■ Goal
In the news story about Cambodia's "jungle woman," how does the family say their daughter can be identified?

■ Excerpt provided
+ + + + +
'Wild'
jungle-girl found in Cambodia
CAMBODIA Saturday (AP) Small groups of people come and go all day,
peering into the dirty, ramshackle house where Cambodia's 'jungle
woman' lives with the family that is claiming her as their long-lost
daughter. About 30 people gathered in this remote district in the
northeastern province of Rattanakiri early Saturday morning outside
the home of Sal Lou, poking their heads through the front door and
peering through windows for a glimpse of the dark-skinned, skinny
woman the family claims is Rochom P'ngieng, who would now be 27
years old.
The woman cannot speak any intelligible language, police say |
Their daughter went missing from the area at the
age of eight while herding buffalo in 1988. Sal Lou, a village policeman,
and his family insist the woman who emerged from the jungle a week
ago _ naked, grunting, and walking like a wild animal _ is their
daughter, identifiable by a scar on her arm.
But to many in this dirt-poor area of Cambodia,
there is more mystery than miracle to the case. No clues have emerged
from the woman herself, who can speak but shows no signs of being
able to speak any intelligible language. While few villagers will
hazard a guess about the woman's true story is, many are skeptical
she could survive on her own in the jungle. Nomadic people do live
in small isolated groups in this part of Cambodia, avoiding contact
with civilization. The woman could be one of them or have been taken
care of by them.
The possibility also exists that she cold be a
lost, traumatized refugee, since many members of hill tribe minorities
facing religious persecution in Vietnam's nearby Central Highlands
have fled through this area. The grown-up feral child spends her
days mostly sitting or lying on the floor, sleeping or staring glassy-eyed
at the visitors who gawk at her.
+ + + + +
■ Stored data
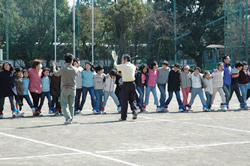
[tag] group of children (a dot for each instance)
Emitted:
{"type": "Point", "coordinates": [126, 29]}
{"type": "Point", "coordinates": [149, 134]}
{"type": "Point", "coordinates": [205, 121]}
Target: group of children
{"type": "Point", "coordinates": [100, 86]}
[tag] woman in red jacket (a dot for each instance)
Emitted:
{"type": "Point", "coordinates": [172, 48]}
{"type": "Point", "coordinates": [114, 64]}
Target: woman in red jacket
{"type": "Point", "coordinates": [35, 86]}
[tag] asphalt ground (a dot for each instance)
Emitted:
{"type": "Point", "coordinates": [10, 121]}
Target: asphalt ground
{"type": "Point", "coordinates": [194, 138]}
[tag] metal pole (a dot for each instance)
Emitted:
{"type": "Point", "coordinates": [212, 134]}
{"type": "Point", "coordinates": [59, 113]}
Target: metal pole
{"type": "Point", "coordinates": [246, 29]}
{"type": "Point", "coordinates": [92, 31]}
{"type": "Point", "coordinates": [55, 26]}
{"type": "Point", "coordinates": [175, 47]}
{"type": "Point", "coordinates": [7, 30]}
{"type": "Point", "coordinates": [240, 27]}
{"type": "Point", "coordinates": [78, 30]}
{"type": "Point", "coordinates": [74, 27]}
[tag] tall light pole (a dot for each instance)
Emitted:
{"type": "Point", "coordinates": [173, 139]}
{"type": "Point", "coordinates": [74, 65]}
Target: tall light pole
{"type": "Point", "coordinates": [93, 32]}
{"type": "Point", "coordinates": [55, 26]}
{"type": "Point", "coordinates": [7, 30]}
{"type": "Point", "coordinates": [74, 27]}
{"type": "Point", "coordinates": [78, 29]}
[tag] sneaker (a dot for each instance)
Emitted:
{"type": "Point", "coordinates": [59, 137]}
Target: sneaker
{"type": "Point", "coordinates": [224, 108]}
{"type": "Point", "coordinates": [96, 112]}
{"type": "Point", "coordinates": [14, 115]}
{"type": "Point", "coordinates": [181, 110]}
{"type": "Point", "coordinates": [205, 110]}
{"type": "Point", "coordinates": [122, 119]}
{"type": "Point", "coordinates": [76, 112]}
{"type": "Point", "coordinates": [211, 109]}
{"type": "Point", "coordinates": [165, 109]}
{"type": "Point", "coordinates": [68, 121]}
{"type": "Point", "coordinates": [20, 114]}
{"type": "Point", "coordinates": [158, 109]}
{"type": "Point", "coordinates": [189, 108]}
{"type": "Point", "coordinates": [33, 110]}
{"type": "Point", "coordinates": [103, 112]}
{"type": "Point", "coordinates": [135, 115]}
{"type": "Point", "coordinates": [119, 109]}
+ + + + +
■ Result for this task
By a scar on her arm.